● Dataset extract:
===============

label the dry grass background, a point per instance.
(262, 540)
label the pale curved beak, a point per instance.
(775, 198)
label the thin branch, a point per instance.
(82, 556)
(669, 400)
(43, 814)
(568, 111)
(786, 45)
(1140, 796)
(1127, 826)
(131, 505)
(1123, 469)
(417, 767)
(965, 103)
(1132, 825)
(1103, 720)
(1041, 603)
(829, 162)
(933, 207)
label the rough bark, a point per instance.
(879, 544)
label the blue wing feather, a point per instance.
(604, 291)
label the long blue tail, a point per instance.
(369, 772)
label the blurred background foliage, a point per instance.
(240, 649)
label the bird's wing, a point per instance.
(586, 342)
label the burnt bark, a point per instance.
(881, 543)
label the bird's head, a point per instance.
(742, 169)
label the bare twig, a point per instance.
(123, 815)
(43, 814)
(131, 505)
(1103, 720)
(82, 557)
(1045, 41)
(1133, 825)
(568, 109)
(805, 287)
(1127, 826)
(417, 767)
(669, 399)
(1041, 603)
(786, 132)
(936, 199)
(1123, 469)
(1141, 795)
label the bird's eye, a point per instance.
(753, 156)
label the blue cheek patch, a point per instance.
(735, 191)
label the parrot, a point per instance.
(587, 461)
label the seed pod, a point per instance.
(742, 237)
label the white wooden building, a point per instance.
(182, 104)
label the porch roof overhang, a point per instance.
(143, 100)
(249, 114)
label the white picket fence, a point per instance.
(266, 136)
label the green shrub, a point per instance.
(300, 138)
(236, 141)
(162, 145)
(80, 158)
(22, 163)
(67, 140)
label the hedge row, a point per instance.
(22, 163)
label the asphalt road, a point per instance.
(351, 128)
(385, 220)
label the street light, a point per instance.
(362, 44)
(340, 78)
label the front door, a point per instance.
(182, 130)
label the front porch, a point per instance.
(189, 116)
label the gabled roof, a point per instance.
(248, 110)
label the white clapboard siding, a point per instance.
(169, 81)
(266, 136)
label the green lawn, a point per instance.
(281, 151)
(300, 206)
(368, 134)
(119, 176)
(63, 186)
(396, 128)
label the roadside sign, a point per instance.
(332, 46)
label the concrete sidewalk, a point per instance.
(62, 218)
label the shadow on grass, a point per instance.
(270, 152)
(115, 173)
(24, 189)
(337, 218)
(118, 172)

===============

Exactly as they appear above, copy out all the records.

label the dry grass background, a point per instance.
(262, 540)
label the pale curved beak, a point per instance.
(775, 198)
label the thin branch, a point per instance.
(82, 556)
(669, 400)
(43, 814)
(568, 111)
(786, 45)
(1140, 796)
(1127, 826)
(131, 505)
(1123, 469)
(417, 767)
(965, 103)
(1132, 825)
(1103, 720)
(1041, 603)
(829, 162)
(933, 207)
label the rough bark, a point per instance.
(879, 544)
label the blue wing feather, a point per instance.
(604, 291)
label the long blue tail, a point per instance.
(369, 772)
label the blurred background foliage, a point per instance.
(240, 649)
label the bird's wing, a point per instance.
(586, 342)
label the burnt bark, a point per instance.
(881, 543)
label the bird's head, a point per instance.
(742, 169)
label the bare twig, a point per instance.
(123, 815)
(43, 814)
(131, 505)
(1103, 720)
(82, 557)
(1045, 41)
(1133, 825)
(568, 109)
(805, 287)
(1127, 826)
(417, 767)
(669, 399)
(1041, 603)
(786, 132)
(936, 199)
(1123, 469)
(1141, 795)
label the bird's eye, a point per instance.
(753, 156)
label the blue cheek patch, a point per instance.
(735, 191)
label the parrot, a point per instance.
(587, 461)
label the seed pod, a point per instance.
(742, 237)
label the white wooden building, a point per instance.
(182, 104)
label the porch roof overhang, a point per instance.
(143, 100)
(249, 114)
label the white picket fence, a point per instance.
(266, 136)
label the green shrub, a point per instance.
(300, 138)
(236, 141)
(162, 145)
(80, 158)
(22, 163)
(67, 140)
label the hedge row, a point per instance.
(22, 163)
label the asphalt road, a point per instance.
(351, 128)
(385, 220)
label the street light, a point per instance.
(362, 44)
(340, 78)
label the front door, a point per instance.
(182, 130)
label the front porch, a point per instance.
(189, 116)
label the gabled roof, a point per instance.
(248, 110)
label the white clapboard siding, a point per instance.
(169, 81)
(266, 136)
label the green lawn, a point per instance.
(281, 151)
(300, 206)
(368, 134)
(119, 176)
(63, 186)
(396, 128)
label the roadside sign, a point per instance.
(332, 46)
label the concrete sidewalk, a point per instance.
(62, 218)
label the shadow on grass, a point per instance.
(270, 152)
(115, 173)
(24, 189)
(337, 218)
(118, 172)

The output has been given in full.